• [EXERCISE INSTRUCTIONS]:
Answer these questions from the text on Weaviate and large language models:
(a) What kind of file is given as the example of stateful software?
(b) What percentage of data does the text say is behind closed doors?
(c) In which month does the text say ChatGPT was released?

• [STUDY TEXT]:
====
I want to focus on that last point there. The role that Weaviate can play in relation to a large language model (LLM) enables the LLM to keep evolving.
In software, we have two types of applications or pieces of software. One piece of software is a stateless application and another is one that is stateful. For example, let’s say I have an Excel file and I fill in data. When I open that file again, I can see the data that I filled in. Therefore, Excel is stateful because it keeps the state of what I’m storing. An MP3 file is stateless. If I listen to it, it doesn’t change. If I copy and paste it and send it to you, you can also listen. It’s stateless. It turns out that in software, stateful and stateless applications, solutions, and businesses have very different characteristics in how they operate.
A machine learning model is stateless like an MP3 file. That means that the go-to-market motion we see with these models looks very much like what we see with MP3 files. OpenAI is like a big Spotify of machine learning. You need to somehow keep this statelessness by blocking it off. Otherwise, the problem is that if you copy and paste it, you have to value it twice. But people are not going to pay you twice. So you need to find a different way to do that. This is a common problem with stateless technology. When you have a model that is stateless, the problem that emerges is that the model has language understanding and knowledge. But it also evolves slower, for example, because of slang. Regarding statefulness, if you ask who won yesterday’s match between so and so, it can’t tell you that. It doesn’t have a state. So it does research and that’s what is called retrieval augmented generation.
We can make models that know that they need to ask for something from the database. What comes out of the model are called vector embeddings. What is sent from the database back to the model to generate something are also vector embeddings. They interact with each other. The business opportunity is related to realizing that 98% of data is behind closed doors. If you want to have models based on proprietary data, use the database in combination with the model. That’s how this works.
I have the sense that over the past months, some of the initial hype of generative AI has faded into a pause at the enterprise level to figure out the company’s strategy. It seems like there is more of a healthy inquiry into where this is all leading. Are you seeing this same trend as well?
I always say there is a pre-ChatGPT and a post-ChatGPT era. For whatever reason, it was the perfect storm in November last year when they released ChatGPT. Because of the quality of those models, a paradigm shift is happening. We’re really starting to interact with these systems in human language.
In the post-ChatGPT era, organizations who build digital products realized that ChatGPT would eat their lunch if they don’t speed things up. ChatGPT was an eye-opener for non-technical senior people in organizations, showing them that something is happening. Now, we go to those people and talk about their generative AI strategy. We can say, “If you have one, we have the core infrastructure to power it in your organization.” Now they want to listen.
One of the problems that we have with AI is also one of the beautiful things. People start to anthropomorphize AI because they can talk to it. It’s like if you have a rock and draw a face on it. You say, “Hey, the rock smiles, the rock is happy.” That’s what is happening right now with AI. That’s sometimes nice because it generates interest. But the problem is that people start to see things in this way. They forget that it’s just a statistical model predicting word after word.
====
• [DATASET EXTRACT]:
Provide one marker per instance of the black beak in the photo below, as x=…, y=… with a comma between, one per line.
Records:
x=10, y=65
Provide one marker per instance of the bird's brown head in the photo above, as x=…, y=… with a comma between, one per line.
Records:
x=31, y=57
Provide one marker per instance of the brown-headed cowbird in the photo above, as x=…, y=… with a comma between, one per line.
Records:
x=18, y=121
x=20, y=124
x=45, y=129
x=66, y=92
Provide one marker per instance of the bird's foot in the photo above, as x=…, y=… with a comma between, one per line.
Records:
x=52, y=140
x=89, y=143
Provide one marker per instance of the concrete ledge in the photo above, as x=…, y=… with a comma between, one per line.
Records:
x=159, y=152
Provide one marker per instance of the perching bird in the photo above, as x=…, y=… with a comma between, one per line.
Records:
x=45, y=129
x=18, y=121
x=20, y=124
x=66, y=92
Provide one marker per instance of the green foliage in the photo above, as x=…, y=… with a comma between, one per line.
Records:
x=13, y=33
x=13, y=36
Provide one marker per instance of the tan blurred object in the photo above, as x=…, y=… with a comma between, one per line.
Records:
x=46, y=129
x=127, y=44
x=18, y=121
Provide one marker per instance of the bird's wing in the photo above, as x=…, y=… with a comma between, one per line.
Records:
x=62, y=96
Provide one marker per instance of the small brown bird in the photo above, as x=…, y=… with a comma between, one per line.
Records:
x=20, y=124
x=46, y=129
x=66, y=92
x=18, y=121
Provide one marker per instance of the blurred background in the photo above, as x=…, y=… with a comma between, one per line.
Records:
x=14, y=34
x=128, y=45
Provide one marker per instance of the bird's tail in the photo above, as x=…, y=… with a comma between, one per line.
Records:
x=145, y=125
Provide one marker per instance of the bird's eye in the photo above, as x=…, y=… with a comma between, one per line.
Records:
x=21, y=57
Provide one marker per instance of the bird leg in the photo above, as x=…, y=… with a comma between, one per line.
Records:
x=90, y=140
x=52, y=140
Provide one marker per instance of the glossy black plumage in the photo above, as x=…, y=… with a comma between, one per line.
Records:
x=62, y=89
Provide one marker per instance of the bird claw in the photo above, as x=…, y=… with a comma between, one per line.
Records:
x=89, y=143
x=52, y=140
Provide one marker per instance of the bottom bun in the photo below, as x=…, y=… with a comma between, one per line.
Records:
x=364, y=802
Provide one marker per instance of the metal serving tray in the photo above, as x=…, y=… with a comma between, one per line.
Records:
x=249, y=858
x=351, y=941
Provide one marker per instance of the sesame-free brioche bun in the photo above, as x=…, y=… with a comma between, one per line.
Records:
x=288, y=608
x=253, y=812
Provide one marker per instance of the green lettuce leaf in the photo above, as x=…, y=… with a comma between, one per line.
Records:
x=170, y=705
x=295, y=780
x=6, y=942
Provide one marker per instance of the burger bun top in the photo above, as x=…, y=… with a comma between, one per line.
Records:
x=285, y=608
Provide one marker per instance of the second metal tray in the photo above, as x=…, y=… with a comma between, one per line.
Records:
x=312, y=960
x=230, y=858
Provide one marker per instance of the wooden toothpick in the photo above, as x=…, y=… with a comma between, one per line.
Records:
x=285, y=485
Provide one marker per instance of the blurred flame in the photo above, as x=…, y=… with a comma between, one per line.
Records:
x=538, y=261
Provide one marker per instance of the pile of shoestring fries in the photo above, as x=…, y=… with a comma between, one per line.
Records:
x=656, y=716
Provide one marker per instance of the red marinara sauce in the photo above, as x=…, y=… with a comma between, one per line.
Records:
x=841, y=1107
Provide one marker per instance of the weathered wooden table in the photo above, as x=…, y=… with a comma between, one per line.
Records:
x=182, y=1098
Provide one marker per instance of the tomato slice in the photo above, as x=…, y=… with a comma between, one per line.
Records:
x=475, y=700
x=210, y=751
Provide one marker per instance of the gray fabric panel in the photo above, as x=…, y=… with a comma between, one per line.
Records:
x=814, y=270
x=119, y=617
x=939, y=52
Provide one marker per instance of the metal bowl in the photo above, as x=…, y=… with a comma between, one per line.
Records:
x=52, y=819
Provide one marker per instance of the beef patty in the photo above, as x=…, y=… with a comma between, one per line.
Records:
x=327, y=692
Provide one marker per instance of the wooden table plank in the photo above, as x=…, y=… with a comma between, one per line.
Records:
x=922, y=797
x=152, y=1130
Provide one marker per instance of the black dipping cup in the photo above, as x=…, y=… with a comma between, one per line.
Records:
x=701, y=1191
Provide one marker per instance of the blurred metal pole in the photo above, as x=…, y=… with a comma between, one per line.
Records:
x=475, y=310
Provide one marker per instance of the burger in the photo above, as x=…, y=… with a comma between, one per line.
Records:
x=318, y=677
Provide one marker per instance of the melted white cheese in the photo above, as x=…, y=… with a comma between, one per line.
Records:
====
• [WORKED SOLUTION]:
(a) An Excel file
(b) 98%
(c) November